*Text shown*:
Why Timetabling Needs a Solver
A university week is a grid of time slots, and every teacher, room, and student group is a resource that can only be in one place at once. Placing dozens of lectures, TDs, and TPs without a single clash is a constraint-satisfaction problem that grows combinatorially—doing it by hand guarantees mistakes.
The HSupp backend already detects conflicts when a seance is written. But detection only tells you a schedule is broken. To generate a working schedule from scratch, HSupp ships a standalone Python genetic algorithm that searches the space of assignments for a conflict-free, well-balanced timetable.
Chromosome Encoding
Each required session (a SessionTemplate) is one gene. Rather than storing raw (slot, room, teacher) tuples, the problem precomputes a list of feasible assignments per template—only the combinations where the teacher is authorized for the subject and the room can host the session. A gene is just an index into that list, which keeps crossover and mutation trivially valid.
A chromosome is the full list of genes: one assignment choice for every session that must be scheduled.

*Extracted records*:
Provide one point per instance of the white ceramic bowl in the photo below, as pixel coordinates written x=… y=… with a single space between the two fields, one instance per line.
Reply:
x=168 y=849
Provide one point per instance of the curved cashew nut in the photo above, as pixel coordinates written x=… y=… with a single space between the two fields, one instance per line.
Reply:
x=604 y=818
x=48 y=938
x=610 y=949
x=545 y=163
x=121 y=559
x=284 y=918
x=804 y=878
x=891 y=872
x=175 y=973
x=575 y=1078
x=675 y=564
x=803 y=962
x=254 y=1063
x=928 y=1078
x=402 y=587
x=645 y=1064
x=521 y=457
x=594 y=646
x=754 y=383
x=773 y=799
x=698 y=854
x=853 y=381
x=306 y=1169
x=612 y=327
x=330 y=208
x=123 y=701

*Tasks*:
1. List the kinds of resource that the timetabling text says can only be in one place at once.
2. In the timetabling text, what does a gene index into?
3. Continue the text about the HSupp timetabling solver from its last sentence.

*Results of the tasks*:
1. Teacher, room, and student group.

2. A gene is an index into the precomputed list of feasible assignments for its session template.

3.
@dataclass
class Gene:
template_index: int
assignment_index: int # -1 means unscheduled
@dataclass
class Chromosome:
genes: List[Gene]
fitness: Optional[float] = NoneHard vs Soft Constraints
Fitness is a cost to minimize. Hard-constraint violations—teacher, room, or group double-bookings, unauthorized teachers, TD scheduled before its lecture, or insufficient total seats—each add a penalty of 1000. Soft preferences—gaps in a day, too many consecutive teaching days, room-type mismatches, cross-department room usage, and uneven teacher workload—add small penalties.
Collapsing everything into one scalar cost lets the GA trade off cleanly: a schedule with zero hard violations always beats one with even a single clash, but among feasible schedules the algorithm still prefers tight, balanced ones.
- HARD = 1000.0 — double bookings, unauthorized teacher, ordering, capacity
- SOFT = 1.0 — gaps, consecutive-day streaks, room-type and department mismatches
- Unscheduled sessions are penalized as hard violations to force full coverage
Detecting Clashes During Evaluation
For each gene the evaluator records which (resource, day) pairs are occupied and checks overlap against everything placed so far. A lecture is section-level, so it implicitly occupies every group in that section—exactly the same hierarchy subtlety the Mongoose conflict hook handles on the API side.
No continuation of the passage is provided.